::: MATERIAL TO PROCESS
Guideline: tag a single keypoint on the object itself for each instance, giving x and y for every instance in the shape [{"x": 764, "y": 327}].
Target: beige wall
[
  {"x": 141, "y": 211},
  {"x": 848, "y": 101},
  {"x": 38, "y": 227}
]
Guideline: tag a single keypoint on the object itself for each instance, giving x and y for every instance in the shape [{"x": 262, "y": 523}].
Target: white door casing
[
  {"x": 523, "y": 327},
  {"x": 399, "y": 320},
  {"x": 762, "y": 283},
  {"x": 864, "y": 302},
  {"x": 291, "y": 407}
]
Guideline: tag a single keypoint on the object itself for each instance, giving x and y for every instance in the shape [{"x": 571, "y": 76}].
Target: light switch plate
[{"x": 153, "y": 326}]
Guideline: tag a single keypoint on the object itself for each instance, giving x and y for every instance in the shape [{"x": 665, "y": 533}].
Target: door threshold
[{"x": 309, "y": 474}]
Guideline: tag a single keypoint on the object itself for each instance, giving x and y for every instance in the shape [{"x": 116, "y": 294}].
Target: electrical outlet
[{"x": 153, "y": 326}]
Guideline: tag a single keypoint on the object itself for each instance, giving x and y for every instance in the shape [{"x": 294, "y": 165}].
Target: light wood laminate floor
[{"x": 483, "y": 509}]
::::::
• **WHAT THIS TASK INVOLVES**
Rewrite all of the entries above, swapping "keypoint" for "marker" and keeping every other part the same.

• **RESPONSE TO THE EXERCISE**
Guideline: tag a single marker on the object itself for each instance, giving x and y for every instance in the shape [{"x": 764, "y": 327}].
Target: beige wall
[
  {"x": 141, "y": 211},
  {"x": 848, "y": 101},
  {"x": 38, "y": 227}
]
Guideline: tag a single marker on the object itself for each instance, giving x and y for every instance in the shape [{"x": 262, "y": 523}].
Target: white door casing
[
  {"x": 523, "y": 327},
  {"x": 399, "y": 320},
  {"x": 762, "y": 283},
  {"x": 864, "y": 302},
  {"x": 291, "y": 407}
]
Guideline: tag a single marker on the object itself for each instance, giving x and y for every instance in the shape [{"x": 571, "y": 76}].
Target: light switch plate
[{"x": 153, "y": 326}]
Guideline: tag a single marker on the object itself for each instance, giving x and y for every instance in the shape [{"x": 665, "y": 533}].
Target: door threshold
[{"x": 309, "y": 474}]
Guideline: tag a single marker on the object itself for each instance, giving x and y for every instance in the shape [{"x": 116, "y": 294}].
Target: electrical outlet
[{"x": 153, "y": 326}]
Guideline: tag a single marker on the object itself for each instance, giving x and y for every instance in the shape [{"x": 294, "y": 165}].
Target: light wood laminate floor
[{"x": 483, "y": 509}]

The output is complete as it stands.